Source extract:
Builder's risk insurance is a unique form of property insurance that typically covers only projects under construction, renovation, or repair and insures against accidental losses, damages or destruction of property for which the insured has an insurable interest. Fireman's Fund v. Structural Systems Technology, Inc., 426 F. Supp.2d 1009, 1025 (D. Neb. 2006). An "insurable interest" includes "any lawful and substantial economic interest in the safety or preservation of property from loss, destruction, or pecuniary damage." Insurance Law § 3401. A contractor obligated to repair or replace any damage to the building has an insurable interest in the project. Board of Fire Underwriters v. Trans Urban Construction Co., 60 NY2d 912 (1983). Similarly, a building contractor obligated to "secure and insure" the project has an insurable interest in the building during the course of construction. A builder' risk policy "should be read, if it can be, without twisting words and rendering plain [*5]meanings nugatory, so as to make the scheme of the policy reasonable and to protect the builder [against covered loss]". Ira S. Bushey & Sons v. American Ins. Co., 237 NY 24, 28 (1923).
Because of its obligation to secure and insure the house, Rhino had an insurable interest in the Bittersweet Court property while Rhino was completing construction. Exeter's homeowner's policy excluded coverage for property damage "arising out of" operations performed by independent contractors, and consequently damage arising out of Rhino's operations was not a risk covered by that policy. Applying a "functional analysis" to the two lines of insurance, the Court concludes that the purpose of builder's risk policy was to cover fire damage to projects listed on the monthly report, regardless of whether Rhino was responsible for the fire.

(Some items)
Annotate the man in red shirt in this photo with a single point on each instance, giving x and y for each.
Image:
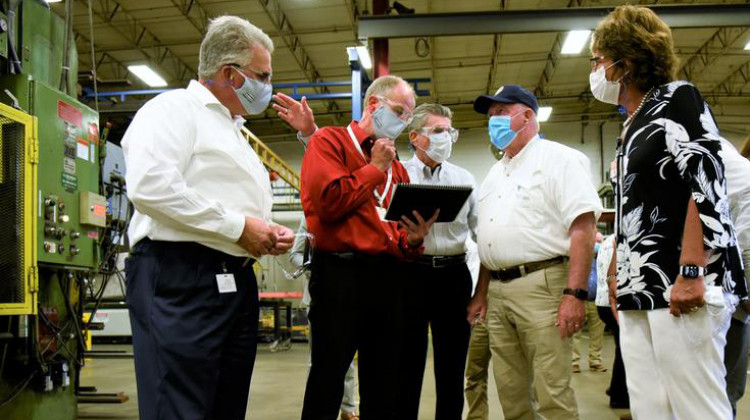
(348, 174)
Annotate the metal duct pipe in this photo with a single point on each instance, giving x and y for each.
(548, 20)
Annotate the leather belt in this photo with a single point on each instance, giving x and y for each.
(522, 270)
(440, 261)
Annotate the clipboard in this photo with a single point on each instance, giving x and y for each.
(425, 199)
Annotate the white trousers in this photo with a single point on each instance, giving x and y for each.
(675, 367)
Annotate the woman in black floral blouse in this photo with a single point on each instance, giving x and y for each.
(679, 273)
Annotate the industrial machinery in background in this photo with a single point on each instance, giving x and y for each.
(54, 236)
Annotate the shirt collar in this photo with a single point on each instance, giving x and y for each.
(426, 170)
(523, 154)
(359, 133)
(207, 98)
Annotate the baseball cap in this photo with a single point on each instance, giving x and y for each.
(508, 94)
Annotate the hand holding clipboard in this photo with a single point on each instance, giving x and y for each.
(426, 199)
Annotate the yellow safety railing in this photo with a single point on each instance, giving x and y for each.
(272, 160)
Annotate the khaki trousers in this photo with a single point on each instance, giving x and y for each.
(596, 337)
(477, 365)
(531, 363)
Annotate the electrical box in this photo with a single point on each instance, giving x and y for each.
(93, 209)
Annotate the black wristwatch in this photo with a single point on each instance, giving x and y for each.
(692, 271)
(580, 294)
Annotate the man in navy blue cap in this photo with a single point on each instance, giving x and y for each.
(537, 212)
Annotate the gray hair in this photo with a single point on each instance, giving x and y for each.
(383, 85)
(228, 40)
(422, 112)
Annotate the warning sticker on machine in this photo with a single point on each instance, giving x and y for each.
(70, 182)
(69, 113)
(82, 150)
(69, 165)
(100, 211)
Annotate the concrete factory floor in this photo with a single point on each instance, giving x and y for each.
(279, 383)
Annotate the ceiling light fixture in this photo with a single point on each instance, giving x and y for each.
(147, 75)
(364, 57)
(575, 41)
(544, 113)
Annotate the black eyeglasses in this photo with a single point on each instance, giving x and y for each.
(264, 77)
(595, 61)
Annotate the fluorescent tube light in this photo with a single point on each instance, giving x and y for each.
(364, 57)
(147, 75)
(544, 113)
(575, 41)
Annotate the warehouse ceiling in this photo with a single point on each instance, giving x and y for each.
(311, 37)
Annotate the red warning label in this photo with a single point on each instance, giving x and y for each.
(100, 211)
(69, 113)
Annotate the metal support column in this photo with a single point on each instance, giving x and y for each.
(380, 45)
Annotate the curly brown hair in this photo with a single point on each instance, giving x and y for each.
(638, 37)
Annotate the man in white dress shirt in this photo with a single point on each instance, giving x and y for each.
(537, 212)
(203, 207)
(440, 283)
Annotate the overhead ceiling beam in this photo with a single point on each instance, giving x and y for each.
(194, 13)
(141, 39)
(547, 20)
(119, 69)
(707, 54)
(734, 84)
(496, 42)
(284, 29)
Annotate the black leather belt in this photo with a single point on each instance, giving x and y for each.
(524, 269)
(440, 261)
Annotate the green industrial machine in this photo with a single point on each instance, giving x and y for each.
(51, 214)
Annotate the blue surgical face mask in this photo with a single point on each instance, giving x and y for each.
(501, 135)
(387, 124)
(254, 95)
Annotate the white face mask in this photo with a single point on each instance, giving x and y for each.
(603, 89)
(441, 145)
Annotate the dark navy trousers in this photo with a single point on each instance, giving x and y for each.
(194, 347)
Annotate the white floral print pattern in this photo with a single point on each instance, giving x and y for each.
(671, 154)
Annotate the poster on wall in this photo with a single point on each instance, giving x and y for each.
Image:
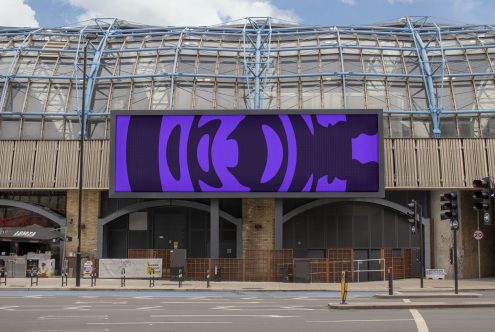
(134, 268)
(247, 153)
(46, 267)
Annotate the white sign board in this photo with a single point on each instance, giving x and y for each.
(435, 273)
(478, 235)
(134, 268)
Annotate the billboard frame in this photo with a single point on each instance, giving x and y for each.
(171, 195)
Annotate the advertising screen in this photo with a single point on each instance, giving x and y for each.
(250, 154)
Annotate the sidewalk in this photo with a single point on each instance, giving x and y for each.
(401, 286)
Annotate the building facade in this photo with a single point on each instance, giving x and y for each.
(434, 82)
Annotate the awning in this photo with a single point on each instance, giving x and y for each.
(30, 233)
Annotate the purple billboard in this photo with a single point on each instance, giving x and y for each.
(249, 154)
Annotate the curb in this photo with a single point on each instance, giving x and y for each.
(427, 296)
(400, 305)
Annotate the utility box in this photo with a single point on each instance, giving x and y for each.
(177, 263)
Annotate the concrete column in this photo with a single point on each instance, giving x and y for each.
(89, 234)
(442, 236)
(258, 224)
(214, 229)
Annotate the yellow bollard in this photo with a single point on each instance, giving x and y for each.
(343, 287)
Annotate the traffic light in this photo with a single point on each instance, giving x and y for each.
(449, 209)
(482, 198)
(412, 214)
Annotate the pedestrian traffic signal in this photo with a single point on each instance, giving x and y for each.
(483, 196)
(449, 209)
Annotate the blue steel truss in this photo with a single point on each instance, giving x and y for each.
(257, 50)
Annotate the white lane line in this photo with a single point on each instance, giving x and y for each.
(51, 317)
(418, 319)
(360, 320)
(159, 322)
(256, 316)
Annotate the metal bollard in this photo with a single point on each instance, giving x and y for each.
(34, 275)
(180, 278)
(152, 278)
(122, 277)
(390, 274)
(343, 287)
(93, 279)
(64, 279)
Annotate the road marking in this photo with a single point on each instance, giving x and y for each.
(209, 302)
(101, 302)
(72, 317)
(360, 320)
(257, 316)
(156, 307)
(151, 323)
(418, 319)
(9, 308)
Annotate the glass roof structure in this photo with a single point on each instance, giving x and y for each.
(431, 79)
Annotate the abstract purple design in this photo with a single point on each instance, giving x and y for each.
(247, 153)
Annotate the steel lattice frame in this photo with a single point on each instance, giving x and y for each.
(256, 49)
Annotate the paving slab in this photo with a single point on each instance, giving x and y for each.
(426, 295)
(412, 305)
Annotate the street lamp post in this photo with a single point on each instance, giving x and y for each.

Tasks for this exercise:
**1.** Please transcribe the builder's risk passage, beginning at the words "Because of its" and stopping after the words "for the fire.".
**2.** According to the builder's risk passage, why was damage arising out of Rhino's operations not a risk covered by Exeter's homeowner's policy? Answer in one to three sentences.
These items have no connection to the builder's risk passage.

Solutions to the problems:
**1.**
Because of its obligation to secure and insure the house, Rhino had an insurable interest in the Bittersweet Court property while Rhino was completing construction. Exeter's homeowner's policy excluded coverage for property damage "arising out of" operations performed by independent contractors, and consequently damage arising out of Rhino's operations was not a risk covered by that policy. Applying a "functional analysis" to the two lines of insurance, the Court concludes that the purpose of builder's risk policy was to cover fire damage to projects listed on the monthly report, regardless of whether Rhino was responsible for the fire.

**2.** Exeter's homeowner's policy excluded coverage for property damage "arising out of" operations performed by independent contractors. Damage arising out of Rhino's operations therefore fell outside that policy's coverage.